[Date Prev][Date Next][Thread Prev][Thread Next][Date Index][Thread Index]

Re: [Condor-users] counting licenses



On 5/6/05, Joshua Kolden <joshua@xxxxxxxxxxxxxxxxx> wrote:
> 
> >Condor is very much about the individual users having a reasonable
> >awareness of the impact of their jobs on the wider world and
> >throttling as they see fit.
> >
> >
<snip>
>  Alfred from Pixar, although not the
> best queue software, has a 'ping' system which allows one to run any
> command before a job is started, very easy to implement, and very
> effective for global management.

Do you mean from the submitting machine or the execution machine?

if it's the execution machine you can just submit a script and
transfer the exe separately and have the script invoke the exe.
Obviously this means you cannot guarantee any post execute commands will run.
The alternate is the dag mans pre and post scripts (and just have a
dag with one job - a bit of a hammer to crack a nut but perfectly
do-able)

> Some systems that don't offer global resource monitoring do allow you to
> return a failure from a job that is understood to mean try again in a
> little bit.  Such as a license failure return code.  Such a failure,
> causes the job to no try to submit a new task for a set amout of time,
> or until an exsisting task finishes.  Unlike a normal failure, a
> resource failure return code never causes the task to be marked failed,
> it just keeps trying until it gets the resource.  If there is not such a
> system in Condor I would strongly encourage it's addition.  It's the
> state of the art for visual effects queues circa 1995.  It doesn't solve
> the submition logic quite like we need, but it's better then nothing.

condor has this:

http://www.cs.wisc.edu/condor/manual/v6.7/condor_submit.html
<quote>

on_exit_remove = <ClassAd Boolean Expression> 
This expression is checked when the job exits and if true, then it
allows the job to leave the queue normally. If false, then the job is
placed back into the Idle state. If the user job runs under the
vanilla universe, then the job restarts from the beginning. If the
user job runs under the standard universe, then it continues from
where it left off, using the last checkpoint.
:::
◆ Tasks to carry out
1) In the Condor mailing list post, what happens to a job when the on_exit_remove expression evaluates to false?
2) Write out the passage of the Condor mailing list post that opens with the words containing "On 5/6/05, Joshua" and closes with "for global management.", swapping "effective" for "practical".
3) Pick up the Condor mailing list post after its last sentence and continue writing it.
:::
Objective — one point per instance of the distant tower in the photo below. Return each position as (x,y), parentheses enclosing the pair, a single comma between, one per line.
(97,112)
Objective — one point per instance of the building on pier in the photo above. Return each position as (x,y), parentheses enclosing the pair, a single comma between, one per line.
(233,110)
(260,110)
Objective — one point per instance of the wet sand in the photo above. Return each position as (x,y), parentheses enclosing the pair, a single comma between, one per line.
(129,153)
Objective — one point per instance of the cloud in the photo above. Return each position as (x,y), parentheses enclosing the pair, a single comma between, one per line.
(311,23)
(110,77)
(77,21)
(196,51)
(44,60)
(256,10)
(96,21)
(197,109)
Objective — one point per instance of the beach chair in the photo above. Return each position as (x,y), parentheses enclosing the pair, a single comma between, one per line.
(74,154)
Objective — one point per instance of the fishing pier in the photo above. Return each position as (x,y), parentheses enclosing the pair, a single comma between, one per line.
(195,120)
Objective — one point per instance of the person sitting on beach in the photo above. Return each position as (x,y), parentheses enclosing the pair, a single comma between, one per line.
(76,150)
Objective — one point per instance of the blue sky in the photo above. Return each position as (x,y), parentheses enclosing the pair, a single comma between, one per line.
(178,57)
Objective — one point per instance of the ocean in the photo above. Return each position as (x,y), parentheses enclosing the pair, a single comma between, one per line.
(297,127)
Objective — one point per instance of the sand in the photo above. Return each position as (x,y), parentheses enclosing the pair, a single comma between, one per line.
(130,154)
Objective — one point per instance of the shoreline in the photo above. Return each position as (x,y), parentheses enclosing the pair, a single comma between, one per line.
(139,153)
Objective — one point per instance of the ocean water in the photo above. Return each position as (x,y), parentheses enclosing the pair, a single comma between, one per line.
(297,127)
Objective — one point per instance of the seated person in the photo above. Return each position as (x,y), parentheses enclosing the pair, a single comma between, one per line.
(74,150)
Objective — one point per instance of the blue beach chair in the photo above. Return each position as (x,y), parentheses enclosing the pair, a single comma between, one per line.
:::
◆ Answers given
1) The job is placed back into the Idle state.

2)
On 5/6/05, Joshua Kolden <joshua@xxxxxxxxxxxxxxxxx> wrote:
> 
> >Condor is very much about the individual users having a reasonable
> >awareness of the impact of their jobs on the wider world and
> >throttling as they see fit.
> >
> >
<snip>
>  Alfred from Pixar, although not the
> best queue software, has a 'ping' system which allows one to run any
> command before a job is started, very easy to implement, and very
> practical for global management.

3)
For example, suppose you have a job that occasionally segfaults, but
you know if you run the job again with the same data, chances are that
the will finish successfully. This is how you would represent that
with on_exit_remove (assuming the signal identifier for segmentation
fault is 11 on the platform where your job will be running):


on_exit_remove = (ExitBySignal == False) || (ExitSignal != 11)

This expression will only let the job leave the queue if the job was
not killed by a signal (it exited normally on its own) or if it was
killed by a signal other than 11 (representing segmentation fault).
So, if it was killed by signal 11, it will stay in the job queue. In
any other case of the job exiting, the job will leave the queue as it
normally would have done.

As another example, if your job should only leave the queue if it
exited on its own with status 0, you would use this on_exit_remove
expression:


on_exit_remove = (ExitBySignal == False) && (ExitCode == 0)

If the job was killed by a signal or exited with a non-zero exit
status, Condor would leave the job in the queue to run again.

If left unspecified, the on_exit_remove expression will default to True. 

periodic_* expressions take precedence over on_exit_* expressions, and
*_hold expressions take precedence over a *_remove expressions.

This expression is available for the vanilla and java universes. It is
additionally available, when submitted from a Unix machine, for the
standard universe. Note that the condor_ schedd daemon, by default,
only checks these periodic expressions once every 300 seconds. The
period of these evaluations can be adjusted by setting the
PERIODIC_EXPR_INTERVAL configuration macro.


on_exit_hold = <ClassAd Boolean Expression> 
This expression is checked when the job exits and if true, places the
job on hold. If false then nothing happens and the on_exit_remove
expression is checked to determine if that needs to be applied.
For example: Suppose a job is known to run for a minimum of an hour.
If the job exits after less than an hour, the job should be placed on
hold and an e-mail notification sent, instead of being allowed to
leave the queue.


on_exit_hold = (CurrentTime - JobStartDate) < (60 * $(MINUTE))

This expression places the job on hold if it exits for any reason
before running for an hour. An e-mail will be sent to the user
explaining that the job was placed on hold because this expression
became True.

periodic_* expressions take precedence over on_exit_* expressions, and
*_hold expressions take precedence over a *_remove expressions.

If left unspecified, this will default to False.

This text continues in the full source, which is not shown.